■ THE PROBLEM
Pick out each line in the listing below that contains the string "white", and copy every such line in full.

■ DATA IN THIS EXERCISE
BEGIN

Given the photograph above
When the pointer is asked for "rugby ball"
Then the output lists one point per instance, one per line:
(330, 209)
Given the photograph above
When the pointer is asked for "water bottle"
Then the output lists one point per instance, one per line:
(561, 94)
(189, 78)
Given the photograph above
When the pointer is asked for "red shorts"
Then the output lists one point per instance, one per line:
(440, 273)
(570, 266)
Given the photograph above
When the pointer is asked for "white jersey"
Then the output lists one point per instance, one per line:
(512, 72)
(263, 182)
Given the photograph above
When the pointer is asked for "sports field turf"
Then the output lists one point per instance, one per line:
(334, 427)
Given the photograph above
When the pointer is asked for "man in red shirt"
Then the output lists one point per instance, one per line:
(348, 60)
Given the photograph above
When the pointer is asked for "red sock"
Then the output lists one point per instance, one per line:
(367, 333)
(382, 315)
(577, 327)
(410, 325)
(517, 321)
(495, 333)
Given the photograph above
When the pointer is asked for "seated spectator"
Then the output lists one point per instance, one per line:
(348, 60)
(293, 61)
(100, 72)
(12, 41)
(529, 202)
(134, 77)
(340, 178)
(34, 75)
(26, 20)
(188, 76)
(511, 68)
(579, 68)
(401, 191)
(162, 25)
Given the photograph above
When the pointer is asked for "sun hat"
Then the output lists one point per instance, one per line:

END
BEGIN

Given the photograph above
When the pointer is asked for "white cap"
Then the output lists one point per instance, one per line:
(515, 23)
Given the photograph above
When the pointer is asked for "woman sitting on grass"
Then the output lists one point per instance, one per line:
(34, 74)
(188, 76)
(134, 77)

END
BEGIN

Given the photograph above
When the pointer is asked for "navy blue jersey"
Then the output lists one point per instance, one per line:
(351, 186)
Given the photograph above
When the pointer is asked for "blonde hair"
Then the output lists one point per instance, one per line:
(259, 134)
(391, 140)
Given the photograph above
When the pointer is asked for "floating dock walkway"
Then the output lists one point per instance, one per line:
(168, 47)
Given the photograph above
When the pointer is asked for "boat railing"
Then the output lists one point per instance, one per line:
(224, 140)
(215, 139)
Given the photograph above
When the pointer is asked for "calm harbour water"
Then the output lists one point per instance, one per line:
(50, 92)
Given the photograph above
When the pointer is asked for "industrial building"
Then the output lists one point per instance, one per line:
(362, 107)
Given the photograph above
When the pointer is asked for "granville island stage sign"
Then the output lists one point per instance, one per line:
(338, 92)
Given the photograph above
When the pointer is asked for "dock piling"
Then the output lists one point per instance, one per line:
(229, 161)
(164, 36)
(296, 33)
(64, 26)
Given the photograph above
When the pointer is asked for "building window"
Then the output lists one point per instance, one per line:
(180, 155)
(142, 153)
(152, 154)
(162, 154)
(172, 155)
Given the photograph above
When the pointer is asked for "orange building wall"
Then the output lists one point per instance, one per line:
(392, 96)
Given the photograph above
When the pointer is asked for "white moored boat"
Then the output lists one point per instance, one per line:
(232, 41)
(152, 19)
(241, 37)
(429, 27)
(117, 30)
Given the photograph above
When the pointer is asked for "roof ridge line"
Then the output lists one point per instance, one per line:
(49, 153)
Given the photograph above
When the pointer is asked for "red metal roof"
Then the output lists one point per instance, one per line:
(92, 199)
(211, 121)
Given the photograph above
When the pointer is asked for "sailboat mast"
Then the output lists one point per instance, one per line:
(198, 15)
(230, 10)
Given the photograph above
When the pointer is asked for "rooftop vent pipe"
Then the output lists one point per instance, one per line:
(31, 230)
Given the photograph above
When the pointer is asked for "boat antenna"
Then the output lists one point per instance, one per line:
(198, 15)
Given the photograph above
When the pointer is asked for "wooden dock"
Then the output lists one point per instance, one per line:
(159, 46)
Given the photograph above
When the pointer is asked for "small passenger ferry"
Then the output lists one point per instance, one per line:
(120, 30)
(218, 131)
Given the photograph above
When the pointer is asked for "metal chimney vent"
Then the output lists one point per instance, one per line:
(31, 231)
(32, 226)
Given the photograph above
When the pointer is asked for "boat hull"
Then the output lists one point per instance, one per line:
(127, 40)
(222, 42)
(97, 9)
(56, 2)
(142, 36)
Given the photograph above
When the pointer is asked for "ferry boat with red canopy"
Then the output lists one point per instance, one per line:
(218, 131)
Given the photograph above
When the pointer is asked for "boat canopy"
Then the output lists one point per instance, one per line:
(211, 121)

END

■ COMPLETED EXERCISE
When the pointer is asked for "white jersey"
When the pointer is asked for "white cap"
When the pointer is asked for "white moored boat"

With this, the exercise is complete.